* EXERCISE AIM
Would you please transcribe the records below exactly, leaving out the pictures?
====
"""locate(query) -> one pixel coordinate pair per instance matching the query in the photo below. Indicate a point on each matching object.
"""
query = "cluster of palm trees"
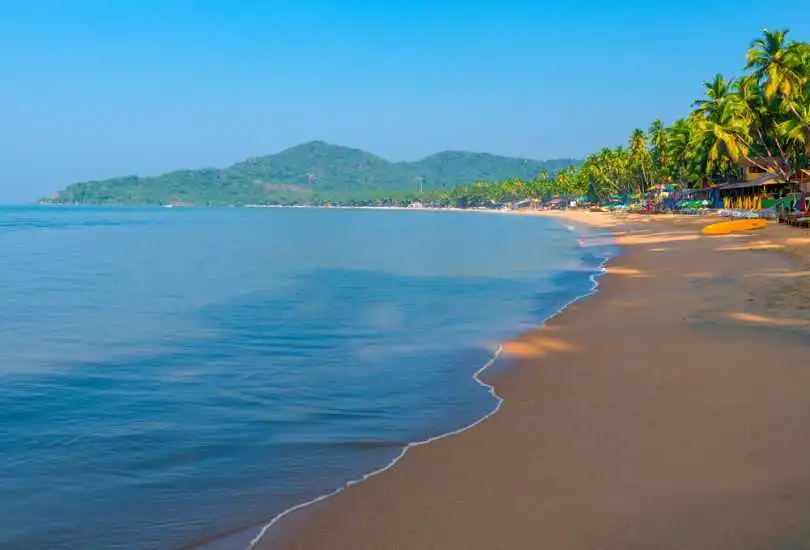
(764, 114)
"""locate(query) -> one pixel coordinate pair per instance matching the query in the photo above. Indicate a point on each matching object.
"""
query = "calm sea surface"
(177, 377)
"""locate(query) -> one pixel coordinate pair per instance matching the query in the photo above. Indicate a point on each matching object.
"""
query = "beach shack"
(760, 185)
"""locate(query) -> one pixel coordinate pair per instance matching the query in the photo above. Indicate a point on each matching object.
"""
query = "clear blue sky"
(99, 88)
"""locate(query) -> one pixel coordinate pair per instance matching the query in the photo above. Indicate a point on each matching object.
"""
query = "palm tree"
(659, 138)
(640, 156)
(717, 91)
(780, 66)
(796, 130)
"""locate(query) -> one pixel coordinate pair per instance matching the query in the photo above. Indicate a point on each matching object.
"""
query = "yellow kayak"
(724, 228)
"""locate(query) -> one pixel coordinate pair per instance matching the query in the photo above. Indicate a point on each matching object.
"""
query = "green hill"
(315, 171)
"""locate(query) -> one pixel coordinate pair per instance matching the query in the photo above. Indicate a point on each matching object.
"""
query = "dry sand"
(671, 410)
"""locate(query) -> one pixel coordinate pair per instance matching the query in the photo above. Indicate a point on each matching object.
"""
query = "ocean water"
(175, 378)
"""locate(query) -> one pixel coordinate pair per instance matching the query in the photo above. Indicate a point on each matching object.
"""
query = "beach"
(667, 410)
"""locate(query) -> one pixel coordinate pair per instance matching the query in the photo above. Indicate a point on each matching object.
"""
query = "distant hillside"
(309, 172)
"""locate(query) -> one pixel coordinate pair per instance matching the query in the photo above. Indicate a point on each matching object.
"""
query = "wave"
(600, 270)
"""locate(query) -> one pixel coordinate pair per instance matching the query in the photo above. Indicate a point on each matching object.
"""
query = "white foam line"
(476, 376)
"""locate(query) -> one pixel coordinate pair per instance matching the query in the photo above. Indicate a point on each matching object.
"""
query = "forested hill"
(313, 171)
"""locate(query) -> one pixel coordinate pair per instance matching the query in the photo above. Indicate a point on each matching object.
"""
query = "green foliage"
(314, 172)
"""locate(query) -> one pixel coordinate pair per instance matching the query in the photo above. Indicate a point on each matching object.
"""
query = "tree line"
(762, 115)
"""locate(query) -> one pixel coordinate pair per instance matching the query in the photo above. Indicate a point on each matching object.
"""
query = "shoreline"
(276, 522)
(524, 349)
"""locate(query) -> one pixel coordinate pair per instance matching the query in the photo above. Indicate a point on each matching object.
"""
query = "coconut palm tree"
(640, 157)
(659, 139)
(780, 66)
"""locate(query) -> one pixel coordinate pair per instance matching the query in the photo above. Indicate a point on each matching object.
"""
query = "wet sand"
(671, 410)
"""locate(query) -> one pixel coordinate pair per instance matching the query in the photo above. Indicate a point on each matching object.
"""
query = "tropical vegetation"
(761, 118)
(757, 117)
(315, 172)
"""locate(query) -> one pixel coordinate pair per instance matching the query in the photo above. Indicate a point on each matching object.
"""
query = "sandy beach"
(670, 410)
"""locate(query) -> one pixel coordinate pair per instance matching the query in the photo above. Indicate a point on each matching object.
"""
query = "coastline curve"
(601, 269)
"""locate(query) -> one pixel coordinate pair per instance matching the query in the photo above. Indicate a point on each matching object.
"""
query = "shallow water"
(169, 376)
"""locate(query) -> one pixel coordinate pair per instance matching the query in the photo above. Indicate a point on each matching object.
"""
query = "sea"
(178, 377)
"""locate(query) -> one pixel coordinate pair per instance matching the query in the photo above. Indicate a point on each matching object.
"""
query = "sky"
(92, 89)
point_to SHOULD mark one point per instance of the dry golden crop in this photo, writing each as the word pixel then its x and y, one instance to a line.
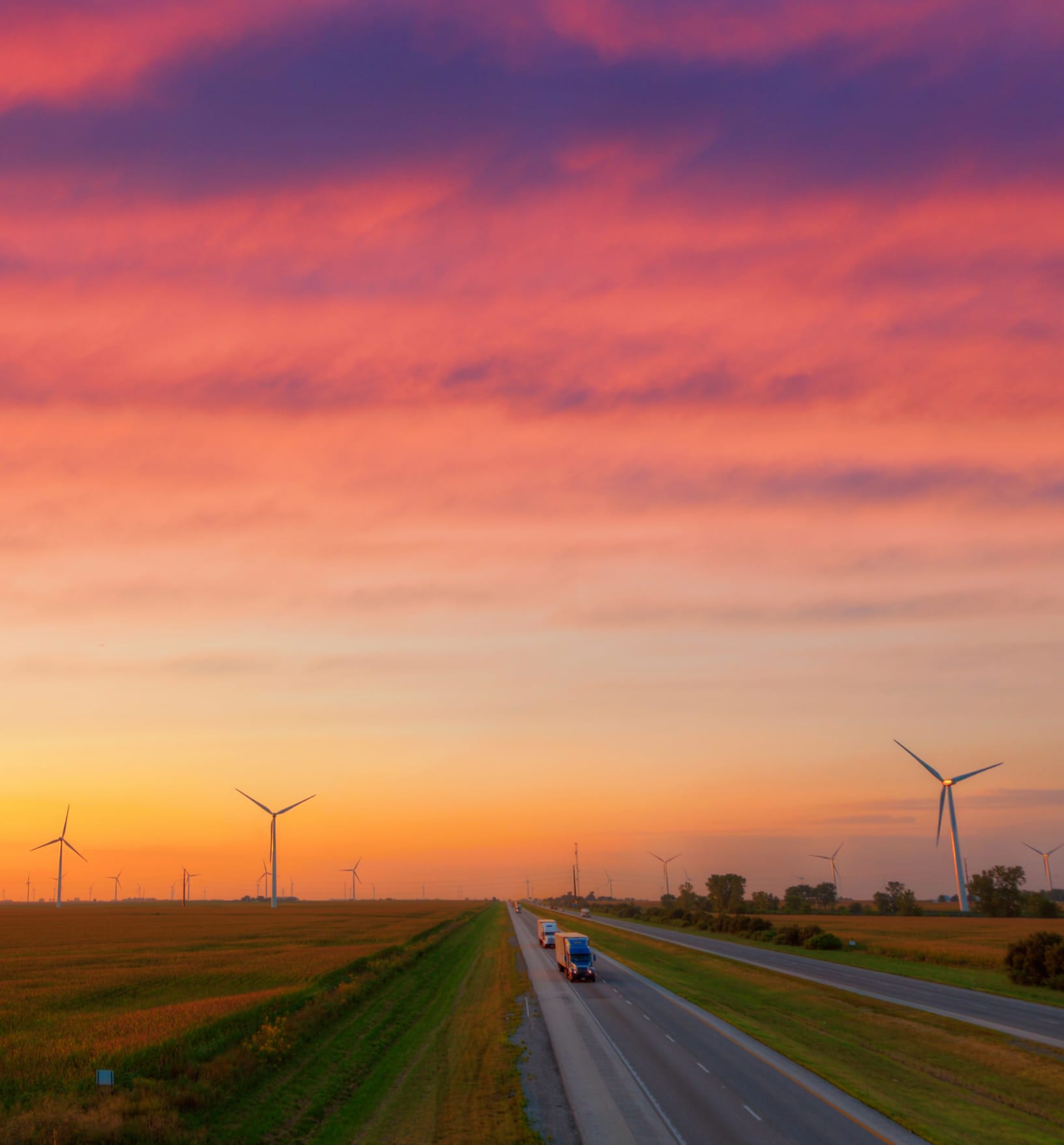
====
* TASK SOLUTION
"""locate(query) -> one pixel coordinate pair per instance matching the query in the photo below. Indicate a point on each matching object.
"""
query = "cluster of palm trees"
(764, 114)
"""locate(query) -> one pixel coordinate pair per instance matching the query in the photo above. Indicate a point on each matching object.
"""
query = "calm sea surface"
(177, 377)
"""locate(query) -> one pixel coordinate pair per instance matching the query in the photo above. Indicate a point on each matching object.
"""
query = "beach shack"
(760, 185)
"""locate(query) -> one pixel coordinate pair per instance matching the query in the photo above. Indicate a point on each matching object.
"""
query = "clear blue sky"
(99, 88)
"""locate(query) -> one pixel coordinate pair per instance matching the query in the photo above. Indicate a point on each matching object.
"""
query = "palm tree"
(659, 138)
(640, 156)
(717, 91)
(780, 66)
(796, 130)
"""locate(query) -> one pixel coordinate pair per instance matching the query in the photo above. Indicate a point on each matching object.
"""
query = "yellow kayak"
(724, 228)
"""locate(query) -> one pixel coordinate pair per instance matching the query in the photo above. Indicate a point on each matching object.
"""
query = "green hill"
(315, 171)
"""locate(query) -> one pixel coordinate pair per instance matching the query in the photo above. Indicate a point on each matching object.
"""
query = "dry sand"
(671, 410)
"""locate(query) -> one pixel coordinate pair per instance matching the query in the photo above. Indicate a point on each matching object.
"""
query = "ocean water"
(175, 378)
"""locate(query) -> one pixel coordinate pair per instance matching the query in the photo above. Indicate a point on each matching object.
"""
query = "beach"
(667, 410)
"""locate(query) -> one pixel coordinate pair per instance matching the query in the photo above. Indicate a point on each matching object.
"""
query = "distant hillside"
(309, 172)
"""locate(query) -> one pixel coordinate pair per instance matching the query in the photo above. Indicate a point on each matching object.
"""
query = "wave"
(600, 270)
"""locate(query) -> one pixel coordinate pair per instance matching the query in the photo above. Indicate a point on each matching object.
"""
query = "white foam line"
(476, 376)
"""locate(query) -> one pixel coordinate pair per instance matching the query in the photo above. Indicate a point on each matching object.
"""
query = "forested hill"
(313, 171)
"""locate(query) -> one pixel coordinate pair per instance matching the query in the photo above. Indicate a point on each matching object.
"""
query = "green foliage"
(314, 172)
"""locate(query) -> one pixel coordinate pair per instance matching the query in the photo above. Indicate a point on each matching object.
"""
query = "tree line"
(762, 115)
"""locate(query) -> one pixel coordinate pair per instance matching the query in the photo above. Indicate a point on each matching object.
"""
query = "shoreline"
(276, 522)
(524, 349)
"""locate(query) -> one pixel coordinate pair per instance matching the query in the photo above. Indicate a point on each matching object.
"""
query = "coconut palm tree"
(640, 157)
(659, 139)
(780, 66)
"""locate(query) -> one pixel coordinate pair per instance matching the query in the photo above. Indicate a point on each matching object.
"""
query = "wet sand"
(671, 410)
"""locate(query) -> one pixel coordinate pair per instance matching the query in the photo above. Indicate a point on each matching object.
"""
query = "tropical vegetation"
(761, 118)
(757, 117)
(315, 172)
"""locate(query) -> one pixel coordinate pair per instance matching the query in the photo above. Indicate a point on each matching object.
"""
query = "sandy beach"
(670, 410)
"""locate(query) -> one pixel coordinate pair per instance matching the query in the photo above. Indicate a point on each matching object.
"""
query = "coastline curve"
(601, 269)
"""locate(query) -> one pixel coordinate pair per instance matching the query in the photo above. Indicate a point on each matching object.
"""
query = "shallow water"
(169, 376)
"""locate(query) -> one pixel coordinate pair per instance matching the query in the photo above. Indicate a point on each matching object.
"""
query = "sea"
(178, 377)
"""locate(query) -> one pixel coordinate pair per instance matching the query in the photo above. Indicate a point on each matching object.
"""
query = "sky"
(92, 89)
point_to SHOULD mark one point per instance of the dry golden crop in this photo, writing each as the word pixel then its x and y, one instance to a line.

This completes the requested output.